§ **The exercise**
In the passage about John Henri Kagi that follows, along with the records, find every U.S. state mentioned by name and list each one once.

He was then ordered to Chambersburg, Pennsylvania, where he lodged at the boarding house of Mary Rittner. He (now corresponding under the name John Henrie) remained there until Brown’s raid was initiated, serving as a contact and forwarding agent for Brown’s men and munition shipments. He also accompanied his leader to the famous meeting with Frederick Douglass in a nearby stone quarry. . .where Brown unsuccessfully attempted to convince Douglass to join forces in the Harpers Ferry incursion.

On the night of October 16, 1859, he and his Kansas captain, Aaron Stevens, were among the first to cross the bridge into the Ferry. Along with two comrades, John Copeland and Lewis Leary, he was assigned to occupy the United States Rifle Factory, situated above the town on the banks of the Shenandoah River. The following day, as the local militiamen cut off all river crossings and besieged the factory. he was compelled to flee into the river...where he was shot dead, his blood mingling with the waters of his ancestral stream.

*****


Mayhew Cabin  (Wayland 1961)
During those halcyon days of yore, as I set out to research John Brown’s soldiers, I vowed to personally visit all locations relevant to their lives. So it was with John Henri Kagi.

I remember sojourning at the Mayhew Cabin in Nebraska City, today still considered the oldest surviving structure in the State of Nebraska. To maintain my energy level, I enjoyed teetering stacks of pancakes at the nearby “John Brown Family Restaurant.” And I recollect swimming in the Shenandoah River. . .among the very rocks off Virginius Island where Kagi had sought shelter during his final, and fatal, dash for freedom. While the brisk current threatened to sweep my slender form into the Potomac and on to the Atlantic, I tried to visualize angry riflemen on the distant shore.


As I perused the Wayland book, my attention was immediately drawn to a pair of images, both taken in 1958 in Bristolville, Trumbull County, Ohio. One showed what the author called the “Kagey monument in the park”. . . and the other was labeled the “birthplace and early home of John Henri Kagi.” Needless to say, the bags were soon packed and this peripatetic infidel was on his way to the Ohio Western Reserve.


Kagey Monument 1958  (Wayland 1961)
But my interest in Bristolville was not simply in regard to Kagi...for the community had also been the early home of Charles Wesley Moffett, another of Brown’s Kansas recruits, whose grandchildren I had recently interviewed on their ancestral farm in Iowa. So for multiple reasons, I anxiously anticipated my visit to Trumbull County.

I found the “Kagey monument” upon a grassy mound in the midst of the Town Park, a Midwestern version of the classic New England village green. And I soon discovered that it had only a peripheral connection to John Henri Kagi. The marble shaft, topped by a funereal urn, was dedicated to the “Defenders of the Union from Bristol, Ohio,” and listed the names of fourteen local soldiers killed during the first two years of the Civil War. One casualty was Corporal Jacob A. Kagy, a John Kagi kinsman and member of the 14th Independent Battery of Ohio Light Artillery, killed at the 1862 battle of Shiloh in Tennessee.

(Rows from a box labeling dataset)
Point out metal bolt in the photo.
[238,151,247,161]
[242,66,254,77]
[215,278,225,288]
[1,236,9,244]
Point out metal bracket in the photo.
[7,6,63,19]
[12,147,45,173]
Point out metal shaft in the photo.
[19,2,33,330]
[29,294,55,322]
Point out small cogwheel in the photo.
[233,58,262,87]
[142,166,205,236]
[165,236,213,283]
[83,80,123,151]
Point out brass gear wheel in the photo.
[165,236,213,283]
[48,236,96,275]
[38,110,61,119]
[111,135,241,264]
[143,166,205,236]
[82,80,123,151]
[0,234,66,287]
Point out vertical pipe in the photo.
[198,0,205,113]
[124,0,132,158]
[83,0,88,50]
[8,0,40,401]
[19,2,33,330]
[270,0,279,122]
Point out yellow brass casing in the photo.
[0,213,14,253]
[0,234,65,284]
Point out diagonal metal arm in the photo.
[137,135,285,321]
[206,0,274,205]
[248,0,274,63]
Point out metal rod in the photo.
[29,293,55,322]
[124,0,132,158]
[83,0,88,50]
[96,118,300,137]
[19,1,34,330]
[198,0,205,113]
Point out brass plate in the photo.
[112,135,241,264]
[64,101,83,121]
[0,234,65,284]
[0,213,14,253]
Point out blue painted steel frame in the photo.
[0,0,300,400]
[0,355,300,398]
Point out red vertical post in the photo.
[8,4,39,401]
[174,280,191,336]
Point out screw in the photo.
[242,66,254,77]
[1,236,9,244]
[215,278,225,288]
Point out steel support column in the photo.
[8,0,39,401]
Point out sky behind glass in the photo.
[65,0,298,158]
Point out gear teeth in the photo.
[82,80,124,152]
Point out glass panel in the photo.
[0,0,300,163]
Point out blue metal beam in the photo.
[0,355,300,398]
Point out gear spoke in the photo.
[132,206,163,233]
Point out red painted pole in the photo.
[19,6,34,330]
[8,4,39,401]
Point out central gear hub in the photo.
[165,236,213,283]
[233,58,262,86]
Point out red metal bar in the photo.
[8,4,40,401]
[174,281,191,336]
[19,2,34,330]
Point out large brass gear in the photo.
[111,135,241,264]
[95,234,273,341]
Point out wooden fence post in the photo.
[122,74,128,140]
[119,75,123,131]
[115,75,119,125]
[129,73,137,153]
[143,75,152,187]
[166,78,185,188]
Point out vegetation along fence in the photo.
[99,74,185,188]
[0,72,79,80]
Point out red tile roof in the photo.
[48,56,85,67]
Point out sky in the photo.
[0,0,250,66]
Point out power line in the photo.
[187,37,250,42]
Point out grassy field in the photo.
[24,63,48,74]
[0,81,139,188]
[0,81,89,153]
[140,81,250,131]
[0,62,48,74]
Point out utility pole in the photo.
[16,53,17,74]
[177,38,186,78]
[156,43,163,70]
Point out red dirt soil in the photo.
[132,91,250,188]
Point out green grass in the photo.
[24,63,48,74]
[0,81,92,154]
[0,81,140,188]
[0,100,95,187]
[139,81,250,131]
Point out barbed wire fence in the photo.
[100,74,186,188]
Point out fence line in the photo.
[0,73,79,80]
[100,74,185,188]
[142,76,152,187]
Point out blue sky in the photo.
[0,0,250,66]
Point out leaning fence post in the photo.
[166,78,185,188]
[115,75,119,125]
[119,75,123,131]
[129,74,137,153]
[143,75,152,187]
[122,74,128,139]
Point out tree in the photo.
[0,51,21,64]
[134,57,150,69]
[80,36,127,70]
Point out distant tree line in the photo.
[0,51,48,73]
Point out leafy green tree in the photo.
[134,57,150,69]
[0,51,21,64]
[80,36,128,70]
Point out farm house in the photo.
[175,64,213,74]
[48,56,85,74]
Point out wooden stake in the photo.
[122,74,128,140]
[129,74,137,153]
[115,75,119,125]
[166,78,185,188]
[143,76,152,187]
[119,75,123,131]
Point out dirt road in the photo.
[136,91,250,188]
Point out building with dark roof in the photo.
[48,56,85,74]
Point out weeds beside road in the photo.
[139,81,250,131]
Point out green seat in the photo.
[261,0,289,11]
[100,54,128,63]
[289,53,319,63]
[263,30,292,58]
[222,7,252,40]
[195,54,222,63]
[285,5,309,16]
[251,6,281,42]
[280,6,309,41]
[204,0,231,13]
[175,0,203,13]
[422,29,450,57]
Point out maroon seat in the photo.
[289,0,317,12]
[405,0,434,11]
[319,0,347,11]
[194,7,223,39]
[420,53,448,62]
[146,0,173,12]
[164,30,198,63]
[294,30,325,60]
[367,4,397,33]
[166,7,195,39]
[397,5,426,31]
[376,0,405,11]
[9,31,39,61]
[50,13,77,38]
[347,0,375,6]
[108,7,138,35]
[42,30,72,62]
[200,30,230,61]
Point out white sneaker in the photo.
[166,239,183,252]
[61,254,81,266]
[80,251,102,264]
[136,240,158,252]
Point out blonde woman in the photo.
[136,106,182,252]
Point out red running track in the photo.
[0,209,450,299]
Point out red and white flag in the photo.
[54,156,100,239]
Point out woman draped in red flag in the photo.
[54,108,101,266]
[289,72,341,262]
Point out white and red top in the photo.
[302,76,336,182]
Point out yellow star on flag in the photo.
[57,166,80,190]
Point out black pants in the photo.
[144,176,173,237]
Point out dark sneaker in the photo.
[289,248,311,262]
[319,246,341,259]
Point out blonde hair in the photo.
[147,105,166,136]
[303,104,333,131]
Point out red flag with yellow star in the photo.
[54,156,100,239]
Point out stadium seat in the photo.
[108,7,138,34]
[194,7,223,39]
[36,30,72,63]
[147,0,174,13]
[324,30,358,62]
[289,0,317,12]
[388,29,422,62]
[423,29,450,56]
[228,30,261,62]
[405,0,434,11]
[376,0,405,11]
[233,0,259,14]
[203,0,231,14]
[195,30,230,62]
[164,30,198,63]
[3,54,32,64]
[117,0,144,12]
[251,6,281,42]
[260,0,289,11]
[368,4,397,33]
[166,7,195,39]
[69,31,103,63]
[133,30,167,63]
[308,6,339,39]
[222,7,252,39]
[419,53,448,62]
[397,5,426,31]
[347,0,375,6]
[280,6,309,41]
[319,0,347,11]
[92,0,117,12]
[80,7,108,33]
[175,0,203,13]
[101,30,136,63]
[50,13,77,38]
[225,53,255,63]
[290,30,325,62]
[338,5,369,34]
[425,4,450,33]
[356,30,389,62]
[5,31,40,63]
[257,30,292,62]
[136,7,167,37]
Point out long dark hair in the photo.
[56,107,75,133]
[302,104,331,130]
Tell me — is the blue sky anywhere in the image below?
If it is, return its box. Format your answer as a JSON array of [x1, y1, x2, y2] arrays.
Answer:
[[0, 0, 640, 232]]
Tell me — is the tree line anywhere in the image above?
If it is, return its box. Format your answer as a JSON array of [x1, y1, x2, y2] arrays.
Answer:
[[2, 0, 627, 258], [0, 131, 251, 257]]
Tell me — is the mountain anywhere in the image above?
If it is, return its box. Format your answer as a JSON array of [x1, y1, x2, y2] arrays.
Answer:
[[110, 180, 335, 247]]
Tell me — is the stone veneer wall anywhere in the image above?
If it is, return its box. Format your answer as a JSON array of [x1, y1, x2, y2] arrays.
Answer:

§ **Correct answer**
Pennsylvania, Kansas, Nebraska, Ohio, Iowa, Tennessee